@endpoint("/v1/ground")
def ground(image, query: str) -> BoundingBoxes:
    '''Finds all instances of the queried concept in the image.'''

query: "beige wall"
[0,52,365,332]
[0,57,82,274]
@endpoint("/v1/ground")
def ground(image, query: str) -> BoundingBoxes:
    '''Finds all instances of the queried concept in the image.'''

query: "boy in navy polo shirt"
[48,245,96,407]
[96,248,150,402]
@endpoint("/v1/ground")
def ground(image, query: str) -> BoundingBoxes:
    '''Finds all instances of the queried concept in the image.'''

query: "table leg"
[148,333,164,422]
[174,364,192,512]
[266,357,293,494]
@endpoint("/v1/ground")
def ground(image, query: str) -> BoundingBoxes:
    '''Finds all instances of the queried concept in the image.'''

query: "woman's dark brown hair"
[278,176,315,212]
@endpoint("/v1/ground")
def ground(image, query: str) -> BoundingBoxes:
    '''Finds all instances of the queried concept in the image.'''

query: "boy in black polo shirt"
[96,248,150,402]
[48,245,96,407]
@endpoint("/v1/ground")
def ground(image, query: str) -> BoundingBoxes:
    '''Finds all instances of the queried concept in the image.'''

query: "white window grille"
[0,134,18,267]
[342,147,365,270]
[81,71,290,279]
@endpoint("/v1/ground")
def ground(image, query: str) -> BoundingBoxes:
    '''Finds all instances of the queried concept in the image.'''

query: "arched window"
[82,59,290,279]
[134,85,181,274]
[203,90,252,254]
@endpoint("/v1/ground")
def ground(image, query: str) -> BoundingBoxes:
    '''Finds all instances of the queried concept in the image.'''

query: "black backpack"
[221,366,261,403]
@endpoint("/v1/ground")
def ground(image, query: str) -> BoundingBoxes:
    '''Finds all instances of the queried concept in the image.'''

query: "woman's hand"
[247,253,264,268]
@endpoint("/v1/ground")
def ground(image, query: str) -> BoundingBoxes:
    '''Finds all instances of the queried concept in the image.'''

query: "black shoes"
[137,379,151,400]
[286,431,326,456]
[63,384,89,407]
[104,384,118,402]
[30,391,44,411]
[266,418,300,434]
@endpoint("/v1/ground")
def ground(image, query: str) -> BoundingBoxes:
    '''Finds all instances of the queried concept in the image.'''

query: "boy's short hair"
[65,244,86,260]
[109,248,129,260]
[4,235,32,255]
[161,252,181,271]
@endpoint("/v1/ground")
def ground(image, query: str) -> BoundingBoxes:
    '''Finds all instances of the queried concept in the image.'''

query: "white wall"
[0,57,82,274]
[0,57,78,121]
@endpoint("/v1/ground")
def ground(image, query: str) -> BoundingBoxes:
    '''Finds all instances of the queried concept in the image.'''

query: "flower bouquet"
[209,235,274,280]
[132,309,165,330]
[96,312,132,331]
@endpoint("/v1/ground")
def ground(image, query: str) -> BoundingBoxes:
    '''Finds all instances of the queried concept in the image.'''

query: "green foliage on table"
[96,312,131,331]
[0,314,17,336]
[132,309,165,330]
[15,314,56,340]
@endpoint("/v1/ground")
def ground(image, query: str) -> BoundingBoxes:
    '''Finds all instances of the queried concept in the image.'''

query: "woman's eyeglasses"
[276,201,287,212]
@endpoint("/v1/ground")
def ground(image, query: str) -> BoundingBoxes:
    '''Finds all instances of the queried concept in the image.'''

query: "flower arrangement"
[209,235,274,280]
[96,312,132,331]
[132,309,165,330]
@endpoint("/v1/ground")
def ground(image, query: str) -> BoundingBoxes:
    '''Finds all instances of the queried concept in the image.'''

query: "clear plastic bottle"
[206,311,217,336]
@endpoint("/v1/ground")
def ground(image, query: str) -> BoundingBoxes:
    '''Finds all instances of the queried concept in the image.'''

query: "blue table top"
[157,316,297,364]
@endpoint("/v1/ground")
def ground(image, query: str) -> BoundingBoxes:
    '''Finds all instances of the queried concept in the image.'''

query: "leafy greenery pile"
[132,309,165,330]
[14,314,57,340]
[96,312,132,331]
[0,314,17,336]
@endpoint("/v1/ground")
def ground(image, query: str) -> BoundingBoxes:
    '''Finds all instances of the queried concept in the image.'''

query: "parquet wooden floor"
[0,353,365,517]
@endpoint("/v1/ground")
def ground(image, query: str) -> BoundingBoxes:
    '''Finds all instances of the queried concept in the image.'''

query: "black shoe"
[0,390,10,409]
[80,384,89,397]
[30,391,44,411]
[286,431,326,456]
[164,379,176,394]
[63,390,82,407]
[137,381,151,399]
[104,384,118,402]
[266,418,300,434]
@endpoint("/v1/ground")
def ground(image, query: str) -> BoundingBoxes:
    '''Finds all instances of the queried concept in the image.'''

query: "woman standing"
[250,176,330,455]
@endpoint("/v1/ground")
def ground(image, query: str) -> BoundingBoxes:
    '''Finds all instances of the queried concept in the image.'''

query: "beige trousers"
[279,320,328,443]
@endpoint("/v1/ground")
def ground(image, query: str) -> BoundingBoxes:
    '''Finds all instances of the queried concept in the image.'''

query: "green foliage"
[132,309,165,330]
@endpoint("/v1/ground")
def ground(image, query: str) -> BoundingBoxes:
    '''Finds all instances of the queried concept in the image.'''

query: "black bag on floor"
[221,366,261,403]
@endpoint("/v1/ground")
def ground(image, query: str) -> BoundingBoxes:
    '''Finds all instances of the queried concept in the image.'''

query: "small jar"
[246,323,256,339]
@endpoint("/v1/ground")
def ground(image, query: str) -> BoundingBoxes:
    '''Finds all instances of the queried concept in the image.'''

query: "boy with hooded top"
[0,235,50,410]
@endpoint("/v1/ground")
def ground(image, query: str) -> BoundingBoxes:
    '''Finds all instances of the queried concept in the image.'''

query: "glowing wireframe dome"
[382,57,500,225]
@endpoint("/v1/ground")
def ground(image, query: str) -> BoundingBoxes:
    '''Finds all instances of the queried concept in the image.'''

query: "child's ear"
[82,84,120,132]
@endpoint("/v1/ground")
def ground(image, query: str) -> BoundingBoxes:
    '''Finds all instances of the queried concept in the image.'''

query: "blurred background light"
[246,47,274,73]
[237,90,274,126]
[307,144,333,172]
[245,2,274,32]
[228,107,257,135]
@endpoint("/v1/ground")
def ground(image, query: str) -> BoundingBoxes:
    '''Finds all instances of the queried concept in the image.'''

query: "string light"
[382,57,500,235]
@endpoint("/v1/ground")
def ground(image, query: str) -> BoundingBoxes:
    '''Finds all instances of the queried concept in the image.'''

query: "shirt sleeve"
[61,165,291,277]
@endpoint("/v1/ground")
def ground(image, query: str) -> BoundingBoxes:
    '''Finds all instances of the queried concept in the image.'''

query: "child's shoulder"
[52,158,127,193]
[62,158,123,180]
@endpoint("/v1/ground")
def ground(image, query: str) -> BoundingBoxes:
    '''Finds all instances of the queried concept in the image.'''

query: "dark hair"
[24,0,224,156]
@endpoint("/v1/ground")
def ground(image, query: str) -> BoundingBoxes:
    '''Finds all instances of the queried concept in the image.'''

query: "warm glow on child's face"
--*--
## Written request
Extract every line of the records above that contains the word "window".

## Problem solution
query: "white window grille"
query: "arched window"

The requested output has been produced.